Exercise instructions
Within the data below, how many lines contain "lens"? Reply with the number only.

[Records provided]

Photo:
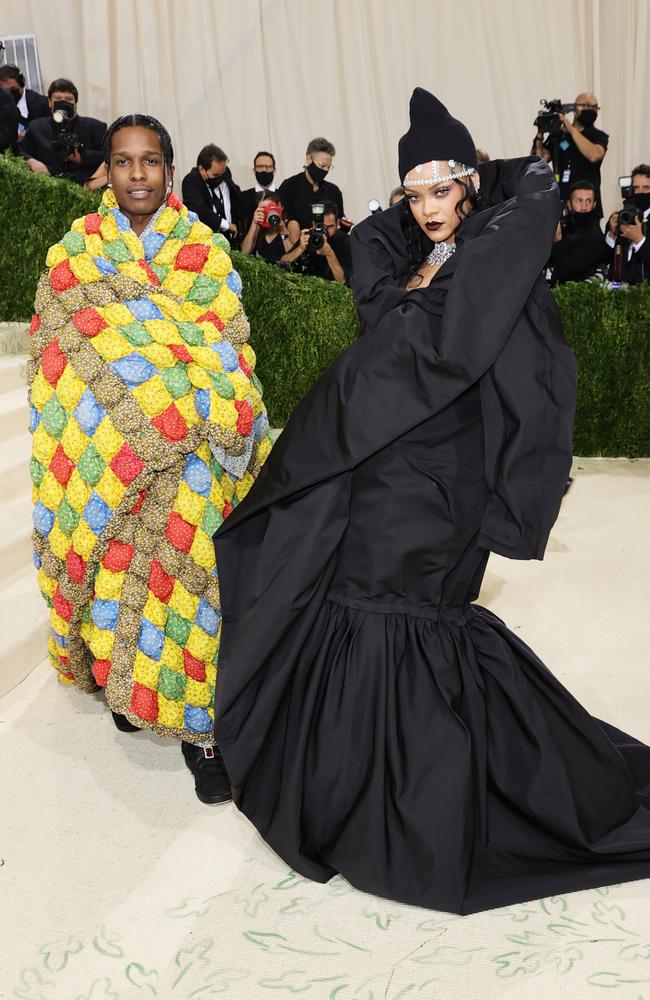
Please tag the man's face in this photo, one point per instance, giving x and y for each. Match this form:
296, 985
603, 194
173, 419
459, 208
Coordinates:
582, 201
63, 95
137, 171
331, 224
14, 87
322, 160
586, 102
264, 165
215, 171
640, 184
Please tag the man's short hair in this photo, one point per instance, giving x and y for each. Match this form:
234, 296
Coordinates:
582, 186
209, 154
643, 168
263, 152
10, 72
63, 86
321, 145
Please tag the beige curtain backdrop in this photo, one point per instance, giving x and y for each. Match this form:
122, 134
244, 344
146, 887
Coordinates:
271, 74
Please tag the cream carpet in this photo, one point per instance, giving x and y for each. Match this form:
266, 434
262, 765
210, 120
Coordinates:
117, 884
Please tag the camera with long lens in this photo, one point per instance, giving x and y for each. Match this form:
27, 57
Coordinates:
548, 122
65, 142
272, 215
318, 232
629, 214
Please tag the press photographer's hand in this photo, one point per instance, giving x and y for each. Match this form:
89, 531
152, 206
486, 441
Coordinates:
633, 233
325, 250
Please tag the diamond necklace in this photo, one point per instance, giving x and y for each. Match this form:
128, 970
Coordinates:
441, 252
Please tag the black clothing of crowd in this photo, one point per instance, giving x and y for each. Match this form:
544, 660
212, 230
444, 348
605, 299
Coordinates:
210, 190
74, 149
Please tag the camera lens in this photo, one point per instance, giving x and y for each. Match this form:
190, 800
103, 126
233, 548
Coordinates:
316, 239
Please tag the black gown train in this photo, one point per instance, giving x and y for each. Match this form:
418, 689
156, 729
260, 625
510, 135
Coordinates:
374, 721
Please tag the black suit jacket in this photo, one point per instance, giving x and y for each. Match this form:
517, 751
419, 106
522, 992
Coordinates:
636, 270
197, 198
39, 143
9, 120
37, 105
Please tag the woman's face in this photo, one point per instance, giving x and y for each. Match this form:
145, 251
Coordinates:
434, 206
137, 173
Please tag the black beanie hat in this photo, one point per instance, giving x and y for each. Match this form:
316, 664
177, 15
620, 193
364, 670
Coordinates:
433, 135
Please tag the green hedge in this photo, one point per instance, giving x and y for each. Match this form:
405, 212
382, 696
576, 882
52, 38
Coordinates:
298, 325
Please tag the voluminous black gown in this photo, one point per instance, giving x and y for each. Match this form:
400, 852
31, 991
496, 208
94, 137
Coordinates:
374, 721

[/Records provided]
[Records provided]

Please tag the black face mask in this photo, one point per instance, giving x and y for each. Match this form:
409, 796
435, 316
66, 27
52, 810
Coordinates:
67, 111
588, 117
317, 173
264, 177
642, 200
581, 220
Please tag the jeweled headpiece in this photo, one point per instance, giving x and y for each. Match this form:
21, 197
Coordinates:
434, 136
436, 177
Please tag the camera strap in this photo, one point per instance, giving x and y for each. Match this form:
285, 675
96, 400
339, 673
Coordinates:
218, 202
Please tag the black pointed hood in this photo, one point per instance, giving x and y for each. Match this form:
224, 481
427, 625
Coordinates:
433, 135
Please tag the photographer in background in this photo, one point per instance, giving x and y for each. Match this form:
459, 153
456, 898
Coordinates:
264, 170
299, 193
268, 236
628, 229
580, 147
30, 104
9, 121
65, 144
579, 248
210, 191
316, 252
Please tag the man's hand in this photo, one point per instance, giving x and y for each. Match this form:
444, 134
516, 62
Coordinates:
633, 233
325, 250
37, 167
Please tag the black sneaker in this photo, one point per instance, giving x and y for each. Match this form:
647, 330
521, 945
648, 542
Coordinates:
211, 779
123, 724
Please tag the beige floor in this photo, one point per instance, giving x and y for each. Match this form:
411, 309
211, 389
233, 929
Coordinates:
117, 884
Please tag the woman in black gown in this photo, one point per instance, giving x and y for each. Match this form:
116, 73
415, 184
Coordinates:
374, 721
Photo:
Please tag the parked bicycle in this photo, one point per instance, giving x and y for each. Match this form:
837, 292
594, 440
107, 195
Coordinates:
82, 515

[/Records provided]

Solution below
2